Exercise directions: Only the text is wanted; write out each record below exactly and exclude all pictures.

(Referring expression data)
--- START ---
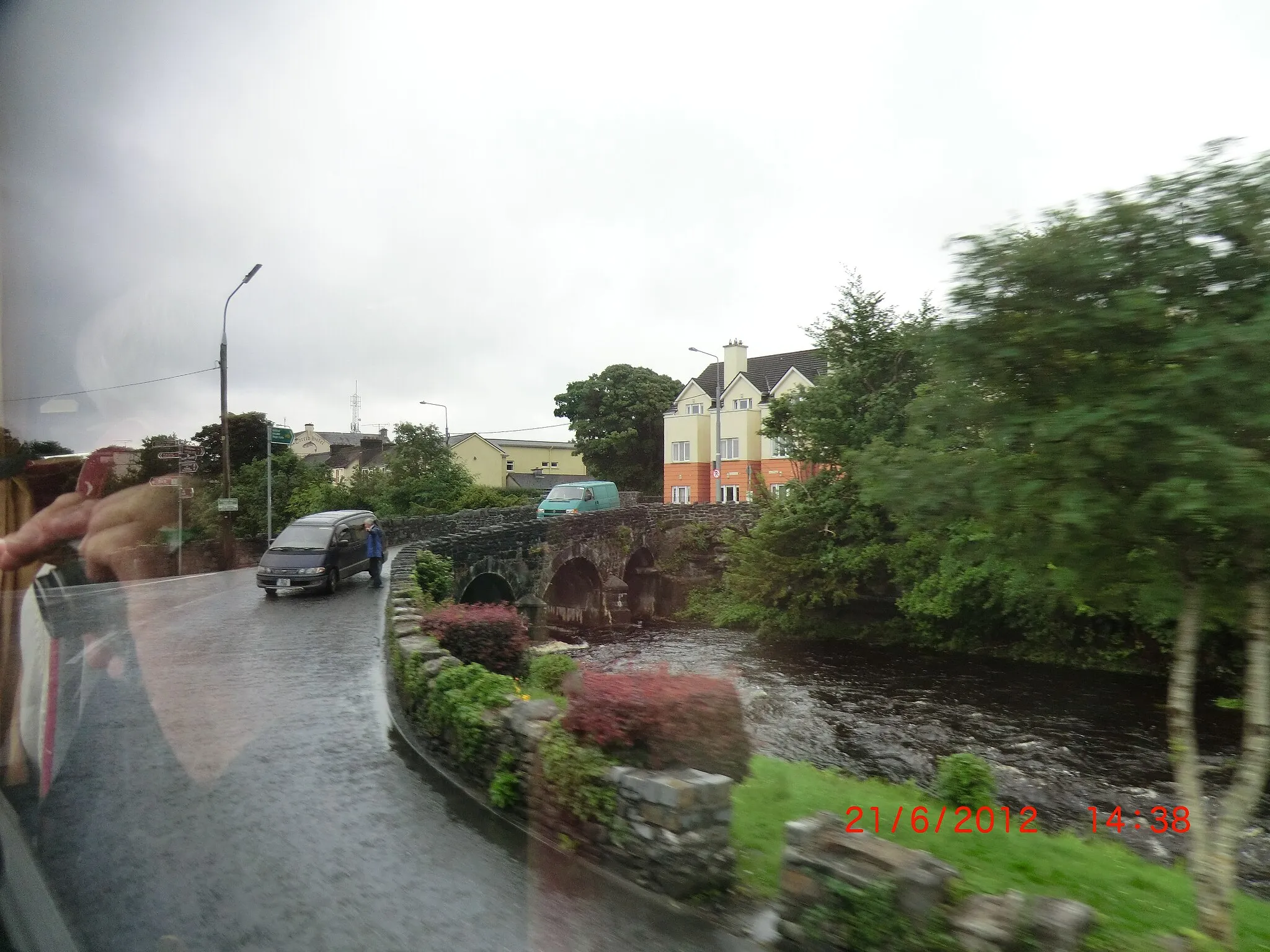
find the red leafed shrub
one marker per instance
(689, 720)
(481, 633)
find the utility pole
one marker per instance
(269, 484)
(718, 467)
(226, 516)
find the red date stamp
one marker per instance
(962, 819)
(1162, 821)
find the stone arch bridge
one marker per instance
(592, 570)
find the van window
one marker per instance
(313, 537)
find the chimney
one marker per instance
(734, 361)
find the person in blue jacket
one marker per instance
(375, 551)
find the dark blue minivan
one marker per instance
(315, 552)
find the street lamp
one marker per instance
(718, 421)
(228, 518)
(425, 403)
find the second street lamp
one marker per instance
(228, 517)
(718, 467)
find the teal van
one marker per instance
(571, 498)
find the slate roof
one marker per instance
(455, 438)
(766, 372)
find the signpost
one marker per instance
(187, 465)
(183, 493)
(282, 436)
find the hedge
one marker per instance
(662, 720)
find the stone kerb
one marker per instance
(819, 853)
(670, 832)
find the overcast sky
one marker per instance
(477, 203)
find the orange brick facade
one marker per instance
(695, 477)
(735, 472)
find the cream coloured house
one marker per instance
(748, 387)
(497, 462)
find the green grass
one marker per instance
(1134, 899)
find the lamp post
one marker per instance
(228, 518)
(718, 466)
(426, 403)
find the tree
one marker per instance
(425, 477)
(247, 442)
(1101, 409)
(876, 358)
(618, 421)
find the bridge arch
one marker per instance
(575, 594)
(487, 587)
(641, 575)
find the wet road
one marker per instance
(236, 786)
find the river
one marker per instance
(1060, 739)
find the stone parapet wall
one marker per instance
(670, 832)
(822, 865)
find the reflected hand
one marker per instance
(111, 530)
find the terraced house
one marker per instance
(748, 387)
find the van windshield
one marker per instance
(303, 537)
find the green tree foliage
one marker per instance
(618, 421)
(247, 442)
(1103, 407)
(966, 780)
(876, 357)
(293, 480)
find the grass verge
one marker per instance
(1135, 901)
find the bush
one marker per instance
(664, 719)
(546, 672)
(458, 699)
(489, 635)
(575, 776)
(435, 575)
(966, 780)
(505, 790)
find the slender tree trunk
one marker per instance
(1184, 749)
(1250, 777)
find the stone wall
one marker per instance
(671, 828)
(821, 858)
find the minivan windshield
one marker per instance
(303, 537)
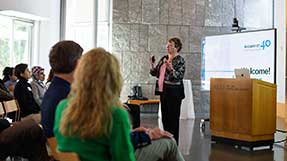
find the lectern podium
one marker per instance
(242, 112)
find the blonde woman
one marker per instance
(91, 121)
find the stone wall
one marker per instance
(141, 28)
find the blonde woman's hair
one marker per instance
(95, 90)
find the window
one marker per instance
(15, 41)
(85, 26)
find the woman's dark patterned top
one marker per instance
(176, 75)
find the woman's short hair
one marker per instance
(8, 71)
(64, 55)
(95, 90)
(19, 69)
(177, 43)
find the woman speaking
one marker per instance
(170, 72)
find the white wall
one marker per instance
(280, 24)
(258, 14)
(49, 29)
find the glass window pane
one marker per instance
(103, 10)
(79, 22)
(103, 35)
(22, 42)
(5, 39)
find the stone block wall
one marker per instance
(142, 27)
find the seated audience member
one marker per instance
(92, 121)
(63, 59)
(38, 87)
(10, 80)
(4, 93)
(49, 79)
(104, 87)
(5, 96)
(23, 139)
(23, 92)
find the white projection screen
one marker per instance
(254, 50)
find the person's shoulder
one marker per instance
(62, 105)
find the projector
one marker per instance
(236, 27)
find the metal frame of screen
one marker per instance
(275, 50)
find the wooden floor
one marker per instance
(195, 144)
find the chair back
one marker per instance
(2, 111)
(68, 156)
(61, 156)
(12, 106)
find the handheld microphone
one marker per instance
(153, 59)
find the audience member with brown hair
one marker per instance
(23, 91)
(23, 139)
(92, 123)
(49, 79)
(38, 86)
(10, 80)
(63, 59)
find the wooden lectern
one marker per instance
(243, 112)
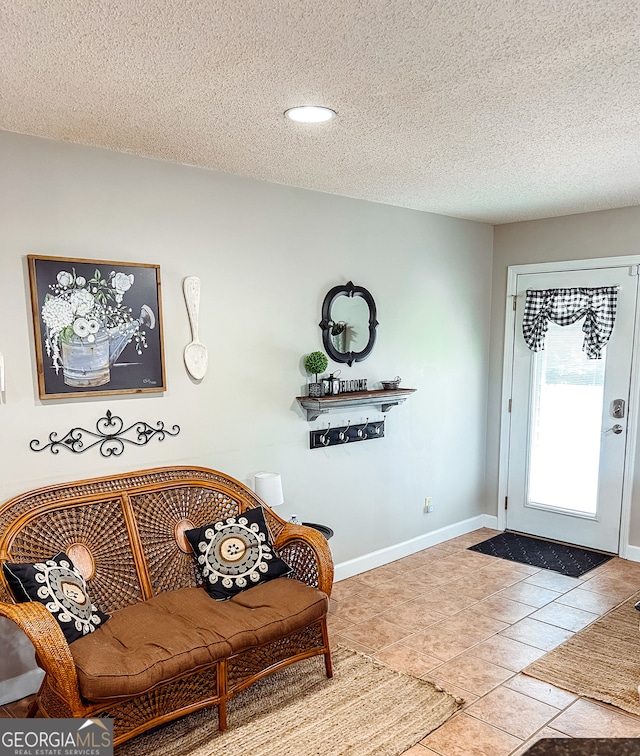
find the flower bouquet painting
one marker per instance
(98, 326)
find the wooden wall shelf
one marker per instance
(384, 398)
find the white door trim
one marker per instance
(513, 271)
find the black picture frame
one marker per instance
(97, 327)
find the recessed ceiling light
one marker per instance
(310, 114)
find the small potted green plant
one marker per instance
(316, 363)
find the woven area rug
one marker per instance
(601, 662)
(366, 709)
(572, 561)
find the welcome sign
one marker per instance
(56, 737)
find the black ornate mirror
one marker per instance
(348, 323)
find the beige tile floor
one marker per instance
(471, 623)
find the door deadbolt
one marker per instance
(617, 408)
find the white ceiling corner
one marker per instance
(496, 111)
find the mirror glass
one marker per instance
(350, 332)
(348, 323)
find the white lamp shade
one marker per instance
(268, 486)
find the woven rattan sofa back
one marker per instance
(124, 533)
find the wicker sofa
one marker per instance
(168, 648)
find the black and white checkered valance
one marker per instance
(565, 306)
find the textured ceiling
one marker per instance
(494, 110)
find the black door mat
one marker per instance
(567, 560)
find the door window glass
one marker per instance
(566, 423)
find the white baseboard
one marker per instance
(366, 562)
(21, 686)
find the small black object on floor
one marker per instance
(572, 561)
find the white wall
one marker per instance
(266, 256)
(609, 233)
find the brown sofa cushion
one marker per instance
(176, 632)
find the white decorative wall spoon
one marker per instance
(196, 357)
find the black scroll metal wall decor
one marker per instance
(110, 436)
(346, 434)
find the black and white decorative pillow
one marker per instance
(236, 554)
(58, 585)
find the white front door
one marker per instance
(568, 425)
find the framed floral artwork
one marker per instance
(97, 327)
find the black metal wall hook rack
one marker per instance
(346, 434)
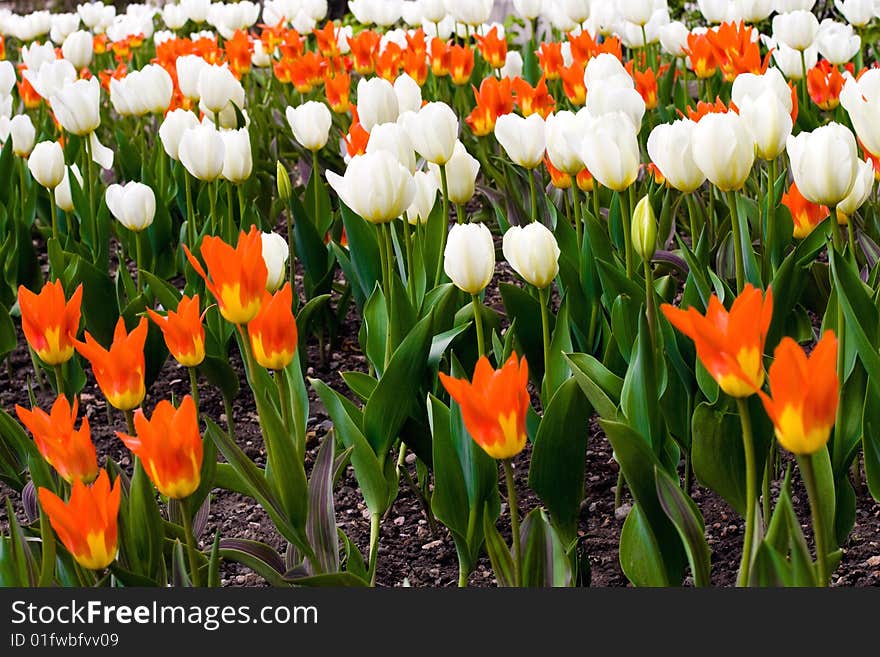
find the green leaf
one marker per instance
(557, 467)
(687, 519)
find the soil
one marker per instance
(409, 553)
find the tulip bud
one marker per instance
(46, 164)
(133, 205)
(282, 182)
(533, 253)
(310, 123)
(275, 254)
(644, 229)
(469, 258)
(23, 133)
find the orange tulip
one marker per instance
--- END ---
Output of the exercise:
find the red leafed shrub
one marker per instance
(689, 720)
(481, 633)
find the utility pole
one marker per instance
(269, 484)
(718, 467)
(226, 516)
find the red date stamp
one marker per instance
(962, 819)
(1162, 821)
find the stone arch bridge
one marker per instance
(592, 570)
find the van window
one marker per instance
(313, 537)
find the chimney
one marker per instance
(734, 361)
find the person in blue jacket
one marker per instance
(375, 551)
find the dark blue minivan
one marker per instance
(315, 552)
find the street lamp
one marker per instance
(718, 421)
(228, 518)
(425, 403)
find the second street lamp
one marker per instance
(228, 517)
(718, 467)
find the teal van
one marker per instance
(571, 498)
find the slate roof
one marker per instance
(455, 438)
(766, 372)
find the signpost
one marker per instance
(187, 465)
(183, 493)
(282, 436)
find the hedge
one marker per instance
(662, 720)
find the stone kerb
one marker per instance
(819, 853)
(670, 832)
find the overcast sky
one marker per instance
(477, 203)
find the orange brick facade
one marker per instance
(695, 477)
(735, 472)
find the cream coloured house
one marker per instance
(748, 387)
(497, 462)
find the green grass
one marker per instance
(1134, 899)
find the lamp post
one marker per instance
(228, 518)
(718, 466)
(426, 403)
find the tree
one marker per instance
(425, 477)
(247, 442)
(1101, 409)
(876, 358)
(618, 421)
find the bridge arch
one marker per instance
(575, 594)
(487, 587)
(641, 575)
find the wet road
one marker per instance
(236, 786)
find the river
one marker per instance
(1060, 739)
find the stone parapet wall
one marker per instance
(670, 832)
(822, 865)
find the reflected hand
one marker per instance
(111, 530)
find the terraced house
one marker per instance
(748, 387)
find the van windshield
one marker per instance
(303, 537)
find the green tree foliage
one marker per instance
(618, 421)
(247, 442)
(1103, 407)
(966, 780)
(876, 357)
(293, 480)
find the grass verge
one marker per instance
(1135, 901)
find the bush
one marker per instance
(664, 719)
(546, 672)
(458, 699)
(489, 635)
(575, 776)
(435, 575)
(966, 780)
(505, 790)
find the slender tree trunk
one marker per instance
(1184, 749)
(1250, 777)
find the stone wall
one marker per instance
(671, 828)
(821, 858)
find the minivan windshield
one marker per instance
(303, 537)
find the lectern podium
one marker per instance
(242, 112)
find the blonde woman
one marker per instance
(91, 121)
find the stone wall
one marker per instance
(141, 28)
find the blonde woman's hair
one marker per instance
(95, 90)
find the window
one marker per instance
(15, 41)
(85, 26)
find the woman's dark patterned top
one marker per instance
(176, 75)
find the woman's short hair
one marker per instance
(8, 71)
(64, 55)
(95, 90)
(19, 69)
(177, 43)
find the woman speaking
one marker per instance
(170, 72)
find the white wall
one marker per instance
(280, 24)
(258, 14)
(49, 29)
find the glass window pane
one marker per instance
(103, 10)
(79, 22)
(103, 35)
(22, 42)
(5, 39)
find the stone block wall
one marker per instance
(142, 27)
find the seated audience member
one marker per instance
(92, 121)
(63, 59)
(38, 87)
(10, 80)
(4, 93)
(49, 79)
(104, 87)
(5, 96)
(23, 139)
(23, 92)
find the white projection screen
one marker per instance
(254, 50)
find the person's shoulder
one marker per instance
(62, 105)
find the projector
one marker per instance
(236, 27)
find the metal frame of screen
one marker per instance
(275, 50)
find the wooden floor
one marker per instance
(195, 144)
find the chair back
one marker per instance
(2, 111)
(68, 156)
(61, 156)
(12, 106)
find the handheld microphone
one marker per instance
(153, 59)
find the audience member with brown hair
one marker per instance
(23, 91)
(23, 139)
(92, 123)
(49, 79)
(38, 86)
(10, 80)
(63, 59)
find the wooden lectern
one marker per instance
(243, 112)
find the flower bouquet painting
one marker per instance
(98, 326)
find the wooden wall shelf
one marker per instance
(384, 398)
find the white door trim
one marker per instance
(513, 271)
find the black picture frame
one marker per instance
(97, 327)
find the recessed ceiling light
one marker per instance
(310, 114)
find the small potted green plant
one marker per instance
(316, 363)
find the woven area rug
one marker per instance
(601, 662)
(366, 709)
(572, 561)
find the welcome sign
one marker per instance
(56, 737)
find the black ornate mirror
one marker per instance
(348, 323)
find the beige tile floor
one marker per instance
(471, 623)
find the door deadbolt
one marker per instance
(617, 408)
find the white ceiling corner
one marker per instance
(496, 111)
find the mirror glass
one marker per instance
(350, 332)
(348, 323)
find the white lamp shade
one marker per instance
(268, 486)
find the woven rattan sofa back
one marker per instance
(124, 533)
find the wicker sofa
one marker per instance
(168, 648)
find the black and white checkered valance
one marker per instance
(565, 306)
find the textured ceiling
one marker per instance
(494, 110)
find the black door mat
one marker per instance
(567, 560)
find the door window glass
one marker per instance
(566, 423)
find the white baseboard
one marker per instance
(366, 562)
(21, 686)
find the small black object on floor
one marker per instance
(572, 561)
find the white wall
one marker per instance
(266, 256)
(609, 233)
find the brown sofa cushion
one marker per instance
(176, 632)
find the white decorative wall spoon
one marker per instance
(196, 357)
find the black scroll metal wall decor
one marker per instance
(110, 436)
(346, 434)
find the black and white decorative pillow
one marker per instance
(236, 554)
(58, 585)
find the white front door
one marker per instance
(568, 425)
find the framed floral artwork
one marker per instance
(97, 327)
find the black metal wall hook rack
one marker per instance
(346, 434)
find the green leaf
one marker per instance
(557, 467)
(687, 519)
find the soil
one marker per instance
(409, 553)
find the tulip bud
one marker per instance
(46, 164)
(133, 205)
(282, 182)
(533, 253)
(310, 123)
(275, 254)
(644, 229)
(469, 258)
(23, 133)
find the orange tulip
one marker per instance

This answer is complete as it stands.